INSTRUÇÃO → Extraia todas as linhas do material abaixo e reproduza-as sem nenhuma alteração.

Dados de origem:
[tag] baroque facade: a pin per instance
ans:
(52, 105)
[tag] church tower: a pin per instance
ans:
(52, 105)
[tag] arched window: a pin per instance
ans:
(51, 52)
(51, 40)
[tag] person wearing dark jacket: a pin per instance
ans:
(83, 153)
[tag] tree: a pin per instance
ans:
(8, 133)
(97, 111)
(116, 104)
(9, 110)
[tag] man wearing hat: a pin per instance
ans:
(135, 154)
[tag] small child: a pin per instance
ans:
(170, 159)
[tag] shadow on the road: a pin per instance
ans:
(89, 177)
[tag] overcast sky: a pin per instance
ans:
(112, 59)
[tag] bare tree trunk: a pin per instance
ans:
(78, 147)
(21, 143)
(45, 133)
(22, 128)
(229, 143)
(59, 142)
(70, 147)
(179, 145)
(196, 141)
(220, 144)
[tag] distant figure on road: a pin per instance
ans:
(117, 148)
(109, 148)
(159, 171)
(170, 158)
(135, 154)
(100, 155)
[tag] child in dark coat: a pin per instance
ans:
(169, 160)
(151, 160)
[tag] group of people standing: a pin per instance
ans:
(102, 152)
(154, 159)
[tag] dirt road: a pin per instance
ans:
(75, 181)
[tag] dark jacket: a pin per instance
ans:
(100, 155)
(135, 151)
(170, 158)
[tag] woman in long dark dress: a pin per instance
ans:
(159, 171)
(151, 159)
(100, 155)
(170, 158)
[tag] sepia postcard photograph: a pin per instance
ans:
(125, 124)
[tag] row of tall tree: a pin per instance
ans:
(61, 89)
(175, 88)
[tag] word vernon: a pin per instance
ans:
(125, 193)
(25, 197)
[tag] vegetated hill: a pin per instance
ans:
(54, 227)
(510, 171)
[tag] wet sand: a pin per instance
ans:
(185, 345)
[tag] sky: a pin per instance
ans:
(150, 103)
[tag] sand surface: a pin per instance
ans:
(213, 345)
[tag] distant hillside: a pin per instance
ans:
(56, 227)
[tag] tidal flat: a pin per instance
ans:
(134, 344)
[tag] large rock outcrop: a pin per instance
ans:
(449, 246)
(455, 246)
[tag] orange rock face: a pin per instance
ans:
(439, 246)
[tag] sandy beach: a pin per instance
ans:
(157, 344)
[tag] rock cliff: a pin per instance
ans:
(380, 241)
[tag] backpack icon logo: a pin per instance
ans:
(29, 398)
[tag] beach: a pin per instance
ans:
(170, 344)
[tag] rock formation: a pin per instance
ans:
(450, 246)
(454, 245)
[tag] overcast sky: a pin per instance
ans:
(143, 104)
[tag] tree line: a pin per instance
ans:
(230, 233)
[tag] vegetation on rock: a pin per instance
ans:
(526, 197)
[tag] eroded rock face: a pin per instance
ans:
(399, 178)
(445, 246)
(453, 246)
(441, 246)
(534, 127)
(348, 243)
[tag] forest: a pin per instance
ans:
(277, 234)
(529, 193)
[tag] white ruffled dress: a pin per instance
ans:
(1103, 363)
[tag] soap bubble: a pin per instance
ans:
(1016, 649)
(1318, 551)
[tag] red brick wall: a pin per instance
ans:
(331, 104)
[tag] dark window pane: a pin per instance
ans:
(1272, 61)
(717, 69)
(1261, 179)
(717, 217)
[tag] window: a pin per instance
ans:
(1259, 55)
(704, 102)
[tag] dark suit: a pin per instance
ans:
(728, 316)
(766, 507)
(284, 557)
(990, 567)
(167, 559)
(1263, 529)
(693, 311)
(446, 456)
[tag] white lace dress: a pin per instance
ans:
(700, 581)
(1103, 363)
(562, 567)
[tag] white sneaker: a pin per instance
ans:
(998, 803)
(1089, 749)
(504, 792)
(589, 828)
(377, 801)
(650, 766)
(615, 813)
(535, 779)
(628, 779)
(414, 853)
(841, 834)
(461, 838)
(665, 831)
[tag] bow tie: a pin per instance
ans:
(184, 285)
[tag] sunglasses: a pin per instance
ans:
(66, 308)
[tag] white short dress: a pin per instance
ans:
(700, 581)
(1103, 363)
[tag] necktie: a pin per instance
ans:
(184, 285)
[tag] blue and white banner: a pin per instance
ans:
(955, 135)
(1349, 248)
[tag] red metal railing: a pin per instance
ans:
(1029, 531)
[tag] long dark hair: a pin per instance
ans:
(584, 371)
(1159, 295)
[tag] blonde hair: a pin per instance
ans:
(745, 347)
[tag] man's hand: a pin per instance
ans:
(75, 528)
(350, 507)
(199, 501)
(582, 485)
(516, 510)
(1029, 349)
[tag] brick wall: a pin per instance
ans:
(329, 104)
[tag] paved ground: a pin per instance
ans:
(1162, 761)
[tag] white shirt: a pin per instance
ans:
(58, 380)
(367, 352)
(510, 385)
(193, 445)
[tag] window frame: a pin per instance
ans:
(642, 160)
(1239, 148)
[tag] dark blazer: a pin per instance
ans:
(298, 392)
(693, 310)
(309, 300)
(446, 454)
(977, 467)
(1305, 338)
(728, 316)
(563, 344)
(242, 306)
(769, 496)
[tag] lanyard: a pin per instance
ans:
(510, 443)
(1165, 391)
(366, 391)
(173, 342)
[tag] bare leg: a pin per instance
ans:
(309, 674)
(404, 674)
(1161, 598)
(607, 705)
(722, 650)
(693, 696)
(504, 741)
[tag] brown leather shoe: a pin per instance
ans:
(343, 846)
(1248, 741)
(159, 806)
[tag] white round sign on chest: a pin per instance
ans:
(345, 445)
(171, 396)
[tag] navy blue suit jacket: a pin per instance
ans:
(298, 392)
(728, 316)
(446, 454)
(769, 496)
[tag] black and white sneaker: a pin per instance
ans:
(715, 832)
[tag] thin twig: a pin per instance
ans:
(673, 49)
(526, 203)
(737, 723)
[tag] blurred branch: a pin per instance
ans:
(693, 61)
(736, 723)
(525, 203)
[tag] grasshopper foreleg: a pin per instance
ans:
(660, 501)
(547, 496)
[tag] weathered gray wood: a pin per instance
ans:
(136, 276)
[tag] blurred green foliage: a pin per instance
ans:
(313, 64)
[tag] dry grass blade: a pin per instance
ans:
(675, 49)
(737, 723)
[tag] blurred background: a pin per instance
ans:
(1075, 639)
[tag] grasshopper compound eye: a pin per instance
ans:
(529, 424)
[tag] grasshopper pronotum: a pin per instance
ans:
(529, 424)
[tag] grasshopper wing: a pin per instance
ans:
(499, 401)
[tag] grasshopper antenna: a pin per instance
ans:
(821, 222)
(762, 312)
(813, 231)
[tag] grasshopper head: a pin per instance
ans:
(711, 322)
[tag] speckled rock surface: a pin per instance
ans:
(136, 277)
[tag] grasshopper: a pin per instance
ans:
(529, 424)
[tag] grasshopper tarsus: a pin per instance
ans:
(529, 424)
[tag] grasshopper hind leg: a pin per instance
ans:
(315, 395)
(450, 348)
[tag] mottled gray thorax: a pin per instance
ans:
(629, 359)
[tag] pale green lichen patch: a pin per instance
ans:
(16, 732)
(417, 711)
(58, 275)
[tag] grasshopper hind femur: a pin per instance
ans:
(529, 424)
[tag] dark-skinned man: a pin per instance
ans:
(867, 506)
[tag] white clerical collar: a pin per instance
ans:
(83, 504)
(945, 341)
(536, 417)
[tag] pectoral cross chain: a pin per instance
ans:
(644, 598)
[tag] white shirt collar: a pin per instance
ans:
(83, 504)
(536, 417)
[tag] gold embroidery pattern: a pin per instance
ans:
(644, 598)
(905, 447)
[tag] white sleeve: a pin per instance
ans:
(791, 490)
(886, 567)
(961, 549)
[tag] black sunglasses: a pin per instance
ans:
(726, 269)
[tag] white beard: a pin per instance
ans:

RESPOSTA COMPLETA →
[tag] baroque facade: a pin per instance
ans:
(52, 105)
[tag] church tower: a pin per instance
ans:
(52, 105)
[tag] arched window: a pin per instance
ans:
(51, 52)
(51, 40)
[tag] person wearing dark jacket: a pin per instance
ans:
(83, 153)
[tag] tree: a pin per instance
ans:
(8, 133)
(97, 111)
(116, 104)
(9, 110)
[tag] man wearing hat: a pin per instance
ans:
(135, 154)
[tag] small child: a pin per instance
ans:
(170, 159)
[tag] shadow on the road: a pin per instance
ans:
(89, 177)
[tag] overcast sky: a pin per instance
ans:
(112, 59)
[tag] bare tree trunk: a pin per instance
ans:
(78, 147)
(21, 143)
(45, 133)
(22, 128)
(229, 143)
(59, 142)
(70, 147)
(179, 145)
(196, 141)
(220, 144)
[tag] distant figure on road: a pin per instance
ans:
(117, 148)
(109, 148)
(159, 171)
(170, 158)
(135, 154)
(100, 155)
[tag] child in dark coat: a pin per instance
ans:
(169, 160)
(151, 160)
[tag] group of people standing: a pin per instance
ans:
(102, 152)
(154, 159)
[tag] dirt road: a pin per instance
ans:
(75, 181)
[tag] dark jacket: a pin per instance
ans:
(100, 155)
(135, 151)
(170, 158)
[tag] woman in long dark dress: a pin per instance
ans:
(159, 171)
(151, 159)
(100, 155)
(170, 158)
[tag] sepia postcard photograph: a pin per instance
ans:
(125, 124)
[tag] row of tall tree: a pin per instance
ans:
(61, 89)
(175, 88)
[tag] word vernon: a pin per instance
ans:
(125, 193)
(25, 197)
[tag] vegetated hill: a pin per instance
ans:
(54, 227)
(510, 171)
[tag] wet sand: a pin per instance
ans:
(185, 345)
[tag] sky: a pin per instance
ans:
(150, 103)
[tag] sand surface: a pin per instance
ans:
(213, 345)
[tag] distant hillside: a pin per instance
ans:
(56, 227)
[tag] tidal flat: a pin per instance
ans:
(134, 344)
[tag] large rock outcrop: a pin per instance
ans:
(449, 246)
(455, 246)
[tag] orange rock face: a pin per instance
ans:
(439, 246)
[tag] sandy beach: a pin per instance
ans:
(157, 344)
[tag] rock cliff: a pin per instance
ans:
(380, 241)
[tag] backpack icon logo: a pin per instance
ans:
(29, 398)
[tag] beach: a pin per instance
ans:
(170, 344)
[tag] rock formation: a pin per instance
ans:
(450, 246)
(454, 245)
[tag] overcast sky: a pin per instance
ans:
(143, 104)
[tag] tree line: a pin per instance
ans:
(230, 233)
[tag] vegetation on rock: a pin per instance
ans:
(526, 197)
[tag] eroded rock face: a pin per instance
ans:
(399, 178)
(445, 246)
(453, 246)
(441, 246)
(534, 127)
(348, 243)
[tag] forest: a pin per instance
ans:
(277, 234)
(529, 193)
[tag] white ruffled dress: a pin per instance
ans:
(1103, 363)
[tag] soap bubble: a pin per instance
ans:
(1016, 649)
(1318, 551)
[tag] red brick wall: a pin per instance
ans:
(331, 104)
[tag] dark window pane: a pin per instance
ans:
(1272, 61)
(717, 69)
(1261, 179)
(717, 217)
[tag] window: a pin per instance
ans:
(1259, 55)
(704, 102)
[tag] dark suit: a pin per instance
ans:
(728, 316)
(766, 507)
(284, 557)
(990, 567)
(167, 559)
(1263, 529)
(693, 311)
(446, 456)
[tag] white lace dress: a pin per instance
ans:
(700, 581)
(1103, 363)
(562, 567)
[tag] white sneaker: a pin per instance
ans:
(998, 803)
(1089, 749)
(504, 792)
(589, 828)
(377, 801)
(650, 766)
(615, 813)
(535, 779)
(628, 779)
(414, 853)
(841, 834)
(461, 838)
(665, 831)
[tag] bow tie: a pin per instance
ans:
(184, 285)
[tag] sunglasses: a pin per instance
ans:
(66, 308)
[tag] white short dress: a pin per instance
ans:
(700, 581)
(1103, 363)
[tag] necktie: a pin per instance
ans:
(184, 285)
[tag] blue and white banner: a pin per instance
ans:
(955, 135)
(1349, 248)
[tag] red metal railing: a pin per instance
ans:
(1029, 531)
[tag] long dark hair: a pin per instance
ans:
(584, 371)
(1159, 295)
[tag] blonde hair: a pin per instance
ans:
(745, 347)
[tag] man's hand: a pin per instance
ans:
(75, 528)
(350, 507)
(199, 501)
(582, 485)
(516, 510)
(1029, 349)
[tag] brick wall: a pin per instance
ans:
(329, 104)
[tag] paved ground: a pin per instance
ans:
(1162, 761)
[tag] white shirt: a pin per instance
ans:
(58, 380)
(367, 352)
(510, 385)
(193, 445)
[tag] window frame: a pin per instance
ans:
(642, 160)
(1239, 148)
[tag] dark blazer: a pin per instance
ans:
(298, 392)
(693, 310)
(309, 300)
(446, 454)
(977, 467)
(1305, 338)
(728, 316)
(563, 344)
(242, 306)
(769, 496)
[tag] lanyard: a pin per instance
ans:
(510, 443)
(1165, 391)
(366, 391)
(173, 342)
[tag] bare leg: a pin per instance
ans:
(309, 674)
(404, 674)
(1161, 598)
(607, 705)
(722, 650)
(693, 696)
(504, 741)
[tag] brown leather shoe: a pin per instance
ans:
(343, 846)
(1248, 741)
(159, 806)
[tag] white round sign on chest: a pin per instance
ans:
(345, 445)
(171, 396)
[tag] navy blue suit jacket: a pin per instance
ans:
(298, 392)
(728, 316)
(446, 454)
(769, 496)
[tag] black and white sneaker: a pin per instance
ans:
(715, 832)
[tag] thin twig: a pin per instance
ans:
(673, 49)
(526, 203)
(737, 723)
[tag] blurred branch: a pin per instance
ans:
(693, 61)
(736, 723)
(525, 203)
[tag] grasshopper foreleg: a pin per instance
ans:
(660, 501)
(547, 496)
[tag] weathered gray wood: a pin per instance
ans:
(136, 276)
[tag] blurred green foliage: a pin per instance
ans:
(313, 64)
[tag] dry grass blade: a pin per instance
ans:
(675, 49)
(737, 723)
[tag] blurred background: a pin per instance
ans:
(1075, 639)
[tag] grasshopper compound eye: a pin per instance
ans:
(529, 424)
[tag] grasshopper pronotum: a pin per instance
ans:
(529, 424)
[tag] grasshopper wing: a pin per instance
ans:
(499, 401)
[tag] grasshopper antenna: a pin per instance
ans:
(821, 222)
(762, 312)
(813, 231)
[tag] grasshopper head: a pin per instance
ans:
(711, 322)
[tag] speckled rock surface: a pin per instance
ans:
(136, 277)
[tag] grasshopper: a pin per instance
ans:
(529, 424)
[tag] grasshopper tarsus: a pin per instance
ans:
(529, 424)
[tag] grasshopper hind leg: a pin per instance
ans:
(315, 395)
(450, 348)
[tag] mottled gray thorax: a pin per instance
ans:
(629, 359)
[tag] pale green lichen patch: a pin per instance
ans:
(16, 732)
(417, 711)
(58, 275)
[tag] grasshopper hind femur: a pin per instance
ans:
(529, 424)
[tag] dark-skinned man: a pin per instance
ans:
(867, 506)
[tag] white clerical collar: a pin per instance
ans:
(83, 504)
(945, 341)
(536, 417)
[tag] pectoral cross chain: a pin per instance
ans:
(644, 598)
[tag] white shirt collar: a pin per instance
ans:
(83, 504)
(536, 417)
[tag] gold embroidery pattern: a pin per instance
ans:
(644, 598)
(905, 447)
[tag] white sleeve: a pin per instance
ans:
(791, 490)
(886, 567)
(961, 549)
[tag] black sunglasses: a pin per instance
ans:
(726, 269)
[tag] white beard: a pin per instance
ans:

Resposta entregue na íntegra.